■ Fragment van pagina
Theoriekamers

Utilisme en rechten van mensen

 Het utilisme is vaak bekritiseerd omdat het de (morele) rechten van mensen niet zou respecteren. Volgens Rawls komt dit voort uit hetzelfde euvel waarom utilisme verdelingsvragen niet serieus neemt, namelijk dat het geen recht doet aan de fundamentele gescheidenheid van personen. Daarom kan het utilisme ook geen recht doen aan de (morele) rechten van personen.

Toch menen nogal wat utilisten dat utilisme niet in strijd is met rechten en persoonlijke vrijheid. Bentham bijvoorbeeld meende dat wettelijke en institutionele rechten heel goed verdedigd kunnen worden op basis van het utilisme. Rechten als fysieke integriteit of eigendomsrechten zullen immers bijdragen aan, of zelfs noodzakelijk zijn voor het vergroten van het maatschappelijk nut. Mill gaat nog een stapje verder dan Bentham. In zijn ogen kunnen op grond van het utilisme zelfs morele rechten zoals het recht op vrijheid ("liberty principle") verdedigd worden.

Volgens sommige critici kunnen utilisten alleen recht doen aan (morele) rechten voor zover die rechten bijdragen aan de vergroting van maatschappelijk nut of welvaart. Ze kunnen die rechten geen zelfstandige morele grond geven (volgens veel utilisten is dat echter ook helemaal niet wenselijk). Dat betekent dat er altijd uitzonderingen op de rechten gemaakt kunnen worden. Merk overigens op dat die uitzonderingen frequenter zullen zijn in handelingsutilisme dan in regelutilisme.

Volgens Sen is niet alleen het utilisme niet in staat recht te doen aan bepaalde rechten maar schieten ook deontologische benaderingen, zoals die van Kant, te kort. Op basis van een deontologische benadering zou verdedigd kunnen worden dat ik de rechten van anderen niet mag schenden. Volgens Sen kan echter een deontologiusche benadering geen recht doen aan het feit dat het soms geoorloofd is een (kleiner) recht van iemand te schenden om daarmee een (groter) recht van een derde te beschermen. Sen geeft een ingenieus voorbeeld om dat aan te tonen. Een reeks van benaderingen passeert de revue - handelingsutilisme, maximin, regelutilisme en deontologische benaderingen - die volgens Sen allemaal niet in staat zijn het moreel juiste antwoord te produceren. Het alternatief zoekt Sen in een vorm van consequentialisme die rekening houdt met rechten.


John Rawls

John Rawls

J. Rawls, A Theory of Justice, section 5.

The striking feature of the utilitarian view of justice is that it does not matter, except indirectly, how this sum of satisfactions is distributed among individuals any more than it matters, except indirectly, how one man distributes his satisfactions over time. The correct distribution in either case is that which yields the maximum fulfillment. Society must allocate its means of satisfaction whatever these are, rights and duties, opportunities and privileges, and various forms of wealth, so as to achieve this maximum if it can. But in itself no distribution of satisfaction is better than another except that the more equal distribution is to be preferred to break ties. It is true that certain common sense precepts of justice, particularly those which concern the protection of liberties and rights, or which express the claims of desert, seem to contradict this contention. But from a utilitarian standpoint the explanation of these precepts and of their seemingly stringent character is that they are those precepts which experience shows should be strictly respected and departed from only under exceptional circumstances if the sum of advantages is to be maximized. Yet, as with all other precepts, those of justice are derivative from the one end of attaining the greatest balance of satisfaction. Thus there is no reason in principle why the greater gains of some should not compensate for the lesser losses of others; or more importantly, why the violation of the liberty of a few might not be made right by the greater good shared by many. It simply happens that under most conditions, at least in a reasonably advanced stage of civilization, the greatest sum of advantages is not attained in this way. No doubt the strictness of common sense precepts of justice has a certain usefulness in limiting men's propensities to injustice and to socially injurious actions, but the utilitarian believes that to affirm this strictness as a first principle of morals is a mistake. For just as it is rational for one man to maximize the fulfilment of his system of desires, it is right for a society to maximize the net balance of satisfaction taken over all of its members.

■ Overzicht van gegevens

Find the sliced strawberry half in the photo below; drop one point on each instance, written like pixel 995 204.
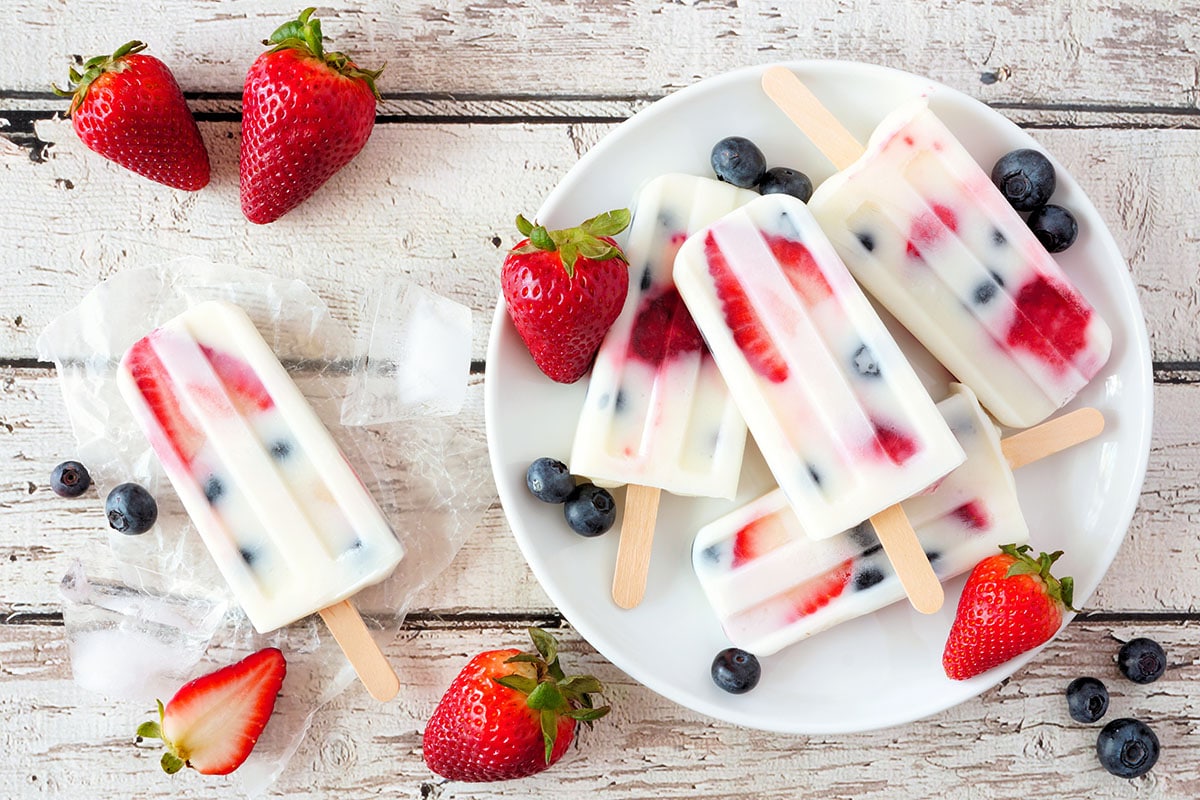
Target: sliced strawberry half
pixel 213 723
pixel 748 331
pixel 157 390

■ Te voltooien werk
Kopieer letterlijk het deel van de tekst over utilisme en rechten van mensen dat loopt van "Volgens Sen is" tot en met "houdt met rechten.".

■ Resultaat van taak
Volgens Sen is niet alleen het utilisme niet in staat recht te doen aan bepaalde rechten maar schieten ook deontologische benaderingen, zoals die van Kant, te kort. Op basis van een deontologische benadering zou verdedigd kunnen worden dat ik de rechten van anderen niet mag schenden. Volgens Sen kan echter een deontologiusche benadering geen recht doen aan het feit dat het soms geoorloofd is een (kleiner) recht van iemand te schenden om daarmee een (groter) recht van een derde te beschermen. Sen geeft een ingenieus voorbeeld om dat aan te tonen. Een reeks van benaderingen passeert de revue - handelingsutilisme, maximin, regelutilisme en deontologische benaderingen - die volgens Sen allemaal niet in staat zijn het moreel juiste antwoord te produceren. Het alternatief zoekt Sen in een vorm van consequentialisme die rekening houdt met rechten.